成熟した鯉は水温が15度以上になる4月頃から産卵を始めます。産卵は葦や藻などの多い浅場で早朝に行われることが多く、1匹のメスと1匹または数匹のオスがからみ合って行われます。
そして7月頃までに2~3回の産卵をします。
卵は、卵膜によって葦の茎や藻などにからみつく直径が2mmくらいで淡黄色の沈性粘着卵です。
1回の産卵で産み落とされる卵の数は20万~60万粒にもなるそうです。
卵は水温が15度ではおよそ6日、20度では4日、25度では3日で孵化するといわれています。
孵化直後の稚魚は全長5~7mm、孵化後約3日で卵黄を吸収し、その後は動物性のプランクトンなどを食べて成長します。
ちなみに養殖の鯉は、生まれて2~3年で出荷されます。
約1年で37センチ1キロ、3年で45センチ2キロくらいになります。
3年間で5キロのエサを食べます。
「鯉」が体にいいって本当?
食品の中には、薬効果を持っているものが多くあります。
そのなかに鯉がいます。
鯉は、食用魚であるばかりでなく、長い食生活の中で薬用魚としての価値もありました。
中国最古の薬物書「神農本草経」にもその効用が記載されています。
鯉を食べると母乳の出が良くなるというのは周知の事ですが、婦人病、肝臓病の人にも欠かせぬ食べ物であることが解ってきました。
また、糖尿病や皮膚病の治療にも良く、その他セキやぜんそくを鎮める効果もあり、痔やリウマチにも良く効くことも解ってきました。
更に、疲労回復、動悸、息切れに効く強壮効果もあります。
良質のタンパク質やビタミンB1、B2、E、Aが多く含まれている豊富なビタミン類やカルシウム、リン、鉄分も多く栄養価的にも申し分のない魚です。

========================

取り組む問題:
鯉についての文書の抜粋では、水温20度のとき卵は何日で孵化するとされていますか。

========================

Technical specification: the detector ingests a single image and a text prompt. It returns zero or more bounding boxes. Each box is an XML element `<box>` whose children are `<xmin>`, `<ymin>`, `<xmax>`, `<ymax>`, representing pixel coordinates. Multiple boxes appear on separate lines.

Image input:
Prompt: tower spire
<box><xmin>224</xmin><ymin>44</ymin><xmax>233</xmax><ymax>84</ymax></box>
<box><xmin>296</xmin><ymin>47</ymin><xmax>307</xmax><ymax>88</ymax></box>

========================

解答例:
4日です。